Entries from a pointing dataset
· · ·

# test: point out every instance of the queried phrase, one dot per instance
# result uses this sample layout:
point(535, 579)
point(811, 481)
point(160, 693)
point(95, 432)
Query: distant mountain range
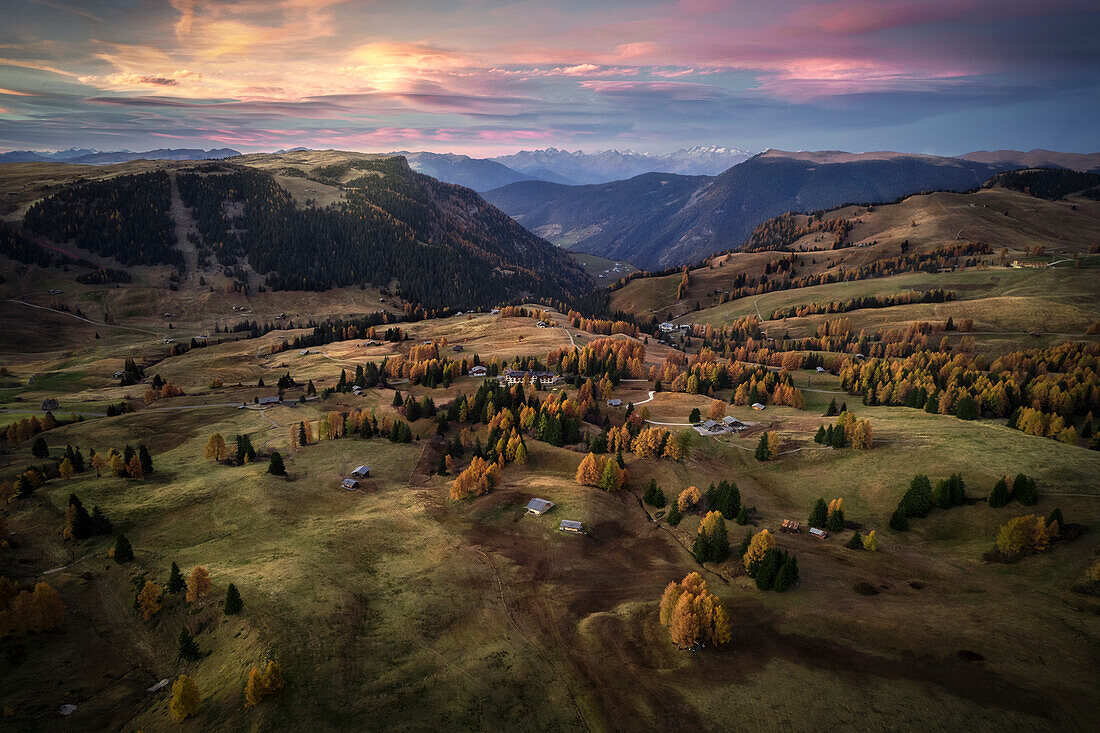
point(570, 168)
point(660, 220)
point(578, 167)
point(105, 157)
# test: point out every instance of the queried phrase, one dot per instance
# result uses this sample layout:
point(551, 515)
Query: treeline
point(125, 217)
point(1042, 391)
point(935, 295)
point(1048, 183)
point(780, 232)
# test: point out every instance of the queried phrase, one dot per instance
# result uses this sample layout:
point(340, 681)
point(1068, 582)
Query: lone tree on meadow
point(233, 602)
point(216, 447)
point(275, 467)
point(188, 648)
point(198, 583)
point(123, 551)
point(149, 600)
point(39, 448)
point(185, 698)
point(176, 581)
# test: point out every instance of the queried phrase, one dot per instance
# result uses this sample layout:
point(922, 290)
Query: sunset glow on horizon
point(488, 77)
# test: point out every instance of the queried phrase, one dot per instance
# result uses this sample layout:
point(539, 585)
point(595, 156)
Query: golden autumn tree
point(693, 614)
point(689, 499)
point(758, 546)
point(149, 600)
point(198, 583)
point(185, 698)
point(587, 472)
point(254, 689)
point(216, 447)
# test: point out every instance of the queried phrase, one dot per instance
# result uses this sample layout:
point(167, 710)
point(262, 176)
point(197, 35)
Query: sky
point(487, 77)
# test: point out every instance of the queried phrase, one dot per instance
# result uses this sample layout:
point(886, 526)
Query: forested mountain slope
point(435, 243)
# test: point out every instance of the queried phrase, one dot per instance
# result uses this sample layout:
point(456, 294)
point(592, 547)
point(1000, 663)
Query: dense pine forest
point(127, 218)
point(441, 244)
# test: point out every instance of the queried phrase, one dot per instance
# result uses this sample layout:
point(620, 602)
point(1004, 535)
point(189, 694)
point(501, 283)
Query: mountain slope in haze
point(479, 174)
point(1034, 159)
point(106, 157)
point(625, 210)
point(604, 166)
point(714, 214)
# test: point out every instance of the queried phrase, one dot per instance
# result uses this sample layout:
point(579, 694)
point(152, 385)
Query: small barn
point(539, 506)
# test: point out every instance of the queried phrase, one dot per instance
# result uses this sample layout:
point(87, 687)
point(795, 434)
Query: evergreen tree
point(787, 575)
point(1024, 490)
point(146, 460)
point(999, 496)
point(188, 648)
point(123, 553)
point(39, 449)
point(818, 515)
point(176, 582)
point(100, 525)
point(957, 490)
point(233, 602)
point(655, 496)
point(762, 451)
point(276, 467)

· · ·

REQUIRED WORK
Reproduce the material verbatim from its first line through the line containing "point(660, 220)", including that line. Leave the pictures out of your copy.

OUTPUT OF THE EXERCISE
# test: point out every instance of the queried phrase, one dot per instance
# result uses this sample layout:
point(535, 579)
point(811, 481)
point(160, 693)
point(95, 432)
Query: distant mountain range
point(570, 168)
point(660, 220)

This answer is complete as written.